Exercise requirements
[1] In the talk on peer review quality, shorten the paragraph that begins "Based on the expert panel" to one sentence, keeping its main facts.
[2] Answer these questions from the talk on peer review quality, one line each:
(a) How many interviews did the team carry out?
(b) What kind of research does the speaker usually do?
(c) How many reviews were read for sampled applications, and from which fiscal year?
[3] Carry on the talk on peer review quality from where it stops, in the same spoken style.

Now, let me talk about the quality of the reviews. I just want to note that we really had to argue to do this. We thought, how can we do a report on the peer review process, if you don't make some effort to assess the quality of the reviews.

Originally, the contract that was let out by the department didn't have this as a component. I said, well, forget it, it isn't worth doing.

Put yourself on the line here and look at these reviews. It was also very labor intensive and not very entertaining.

I was very happy to go back and start doing second language acquisition research again, which is what I usually do, rather than spending a whole year interviewing applicants and reviewers on the phone.

We did over 100 interviews, and reading these resumes and reading these applications, but I thought it was really important to do that.

So, let me tell you what we found here. First, again, the standards specified that the reviewer comments should be concise.

I think what is meant by that is, does the reviewer provide brief, precise, specific and persuasive argument about the design methods, et cetera, of the proposed research.

The comments need to be related to the evaluation criteria, those five criteria I mentioned -- national significance, et cetera -- consistent with the scores.

If you make a comment that something is really excellent, then you don't give the section a score that indicates that, it has a lot of problems.

The review should make clear whether the research is likely to yield valid and useful information.

Based on the expert panel, we also added another criteria here, which we thought was important if we were going to assess the quality of these things, and that is, that the comments were sufficiently elaborated.

That is, is the reviewer's judgement amply and expertly justified, because that really, I think, should be in the statements anyway. That is the point of writing the review.

To determine their quality, we read 141 reviews produced for sampled applications in the 1996-1997 fiscal year applications. So, 141 reviews as well as reviews for all the five center competitions.

I read at least two reviews for each of the sampled fiscal year competitions. So, we were reading the assessment of reviews and produced a one-page evaluation sheet listing a series of questions about the review based on the standards, including our additional standard.

In addition, applicants were interviewed to determine their assessment of the quality of the reviews they received. So, we rated all these reviews and we also interviewed the applicants themselves.

So, what did we find with regard to breadth of coverage? In terms of breadth of coverage, most reviews met the letter of the standards, in that they provided comments on each broad evaluation criteria, the comments were related to the evaluation criteria and the scores reflected the comments.

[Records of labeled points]

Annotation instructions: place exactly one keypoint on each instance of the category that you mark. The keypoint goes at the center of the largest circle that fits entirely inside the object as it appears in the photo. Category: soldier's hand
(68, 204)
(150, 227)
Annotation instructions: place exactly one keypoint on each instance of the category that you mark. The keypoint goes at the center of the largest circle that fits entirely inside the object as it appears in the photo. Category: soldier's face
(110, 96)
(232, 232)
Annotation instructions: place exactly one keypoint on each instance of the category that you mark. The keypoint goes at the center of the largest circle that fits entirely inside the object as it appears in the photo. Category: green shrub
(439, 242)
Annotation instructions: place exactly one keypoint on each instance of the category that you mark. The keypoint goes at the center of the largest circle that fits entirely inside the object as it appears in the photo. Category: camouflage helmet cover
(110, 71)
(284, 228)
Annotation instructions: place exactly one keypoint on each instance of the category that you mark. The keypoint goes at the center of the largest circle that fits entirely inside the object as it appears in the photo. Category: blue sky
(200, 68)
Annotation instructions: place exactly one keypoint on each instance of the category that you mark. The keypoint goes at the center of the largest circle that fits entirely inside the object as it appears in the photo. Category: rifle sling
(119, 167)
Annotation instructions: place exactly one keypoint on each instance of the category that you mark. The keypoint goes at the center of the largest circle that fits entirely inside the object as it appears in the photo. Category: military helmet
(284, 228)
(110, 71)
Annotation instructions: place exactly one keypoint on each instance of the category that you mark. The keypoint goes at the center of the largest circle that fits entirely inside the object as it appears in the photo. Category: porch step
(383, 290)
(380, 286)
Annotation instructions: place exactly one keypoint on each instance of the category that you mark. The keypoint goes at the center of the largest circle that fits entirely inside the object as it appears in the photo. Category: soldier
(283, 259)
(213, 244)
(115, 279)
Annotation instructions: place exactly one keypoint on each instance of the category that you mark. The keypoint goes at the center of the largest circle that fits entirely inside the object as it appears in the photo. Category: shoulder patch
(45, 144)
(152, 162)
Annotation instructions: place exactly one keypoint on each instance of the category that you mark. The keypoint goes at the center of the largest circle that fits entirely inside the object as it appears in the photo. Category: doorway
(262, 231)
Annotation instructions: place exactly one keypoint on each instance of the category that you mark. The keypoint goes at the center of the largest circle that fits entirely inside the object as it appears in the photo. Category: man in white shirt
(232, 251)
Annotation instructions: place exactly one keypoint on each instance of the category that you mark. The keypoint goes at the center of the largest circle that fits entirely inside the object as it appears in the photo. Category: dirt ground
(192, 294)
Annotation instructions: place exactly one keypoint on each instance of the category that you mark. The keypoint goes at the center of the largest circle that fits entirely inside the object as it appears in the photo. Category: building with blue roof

Answer list
[1] Drawing on the expert panel, the team added one more criterion for judging review quality: the comments had to be sufficiently elaborated.

[2]
(a) Over 100 interviews.
(b) Second language acquisition research.
(c) 141 reviews, from the 1996-1997 fiscal year.

[3]
To the extent that they were provided, they were most often found in the first criteria, national significance and design. The other evaluation criteria received much less on it, but let's look at the quality with regard to breadth.

Having noted the breadth of the reviews, it is important to note, as well, that most provided very little depth. Most comments were related to national significance and design, first of all.

With regard to both national significance and project design, most reviewer descriptions of application strengths did little more than identify or document what was included in the application, sometimes accompanied by a summary judgement of its quality, sometimes not.

So, what often happened is, the reviewer just repeated something that happened to be in the application, with no comment on that.

In addition, with regard to significance, most comments were related to the importance of the problem, the research it was addressing, rather than whether the research itself would be significant in addressing the problem area.

So, this was a problem. People were submitting an application to study science in middle grades, and the reviewer would say, this is an important problem. We need to improve the science of middle graders, but they wouldn't sort of tie the problem to the actual application they were reading.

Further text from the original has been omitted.